Fraude fiscale : la procédure opaque qui permet aux grandes entreprises de négocier

lundi 22 août 2022.
 

McDonald’s, Kering, Google, Amazon, L’Oréal… Le règlement d’ensemble est une procédure opaque, sans base légale, qui permet aux grandes entreprises de négocier avec le fisc leurs redressements. Un rapport exigé par le Parlement et que publie Mediapart permet de constater que l’an dernier, le rabais accordé en 2021 a dépassé le milliard d’euros.

Dans toute la palette des modes de transaction avec le fisc, l’une des procédures les plus méconnues est le « règlement d’ensemble ». Elle ne figure pas dans le livre des procédures fiscales, n’a pas de base légale, mais elle permet à l’administration de négocier avec les entreprises et les contribuables. Et ce, non seulement sur les pénalités, mais également sur le montant des impôts dus. Depuis trois ans, Bercy a une seule obligation : remettre un rapport annuel sur le sujet. Et ce dernier, que Mediapart s’est procuré (y accéder ici), montre que la pratique a le vent en poupe dans une administration qui ne parle que de « droit à l’erreur » et qui favorise les transactions au procès.

En 2021, il y a ainsi eu 306 règlements d’ensemble. Un chiffre qui a plus que doublé par rapport aux années précédentes (116 en 2019, 128 en 2020). Surtout, ce qui augmente, c’est le pourcentage des modérations consenties par le fisc : sur 1,5 milliard d’euros de droits et pénalités initialement réclamés dans ces 306 dossiers, l’administration a, au total, accepté une remise de plus de 1,1 milliard d’euros. 73 % de remises ! C’est bien plus qu’en 2019 (51 %) et 2020 (60 %). Ce rabais est essentiellement allé aux entreprises, l’impôt sur les sociétés étant, de loin, le plus concerné par les règlements d’ensemble.

**CONSIGNE:** Dans l'article sur le règlement d'ensemble, condensez en liste le paragraphe qui commence par « En 2021, il y a ainsi eu », en conservant ses principaux chiffres. La liste qui suit n'intervient en rien dans ce travail.

(Lignes de données)
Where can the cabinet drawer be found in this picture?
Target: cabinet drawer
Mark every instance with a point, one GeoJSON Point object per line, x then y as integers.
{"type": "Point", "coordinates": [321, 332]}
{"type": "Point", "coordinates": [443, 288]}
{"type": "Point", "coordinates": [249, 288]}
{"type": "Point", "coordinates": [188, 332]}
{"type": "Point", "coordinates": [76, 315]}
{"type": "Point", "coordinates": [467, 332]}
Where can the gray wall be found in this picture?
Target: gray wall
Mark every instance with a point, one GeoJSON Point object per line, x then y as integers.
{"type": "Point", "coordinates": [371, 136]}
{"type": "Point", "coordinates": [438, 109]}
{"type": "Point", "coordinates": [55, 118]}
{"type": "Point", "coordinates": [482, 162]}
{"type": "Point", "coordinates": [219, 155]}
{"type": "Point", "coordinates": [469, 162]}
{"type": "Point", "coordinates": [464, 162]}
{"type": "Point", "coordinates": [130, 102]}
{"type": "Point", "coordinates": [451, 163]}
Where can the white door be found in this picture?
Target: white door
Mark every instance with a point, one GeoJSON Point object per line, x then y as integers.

**RÉPONSE:**
- En 2021, on a compté 306 règlements d'ensemble, soit plus du double des années précédentes (116 en 2019, 128 en 2020).
- Sur 1,5 milliard d'euros de droits et pénalités initialement réclamés, le fisc a accordé plus de 1,1 milliard d'euros de remises, soit 73 %.
- Ce taux dépasse nettement ceux de 2019 (51 %) et de 2020 (60 %).
- Ce rabais a surtout profité aux entreprises, l'impôt sur les sociétés étant de loin le plus concerné.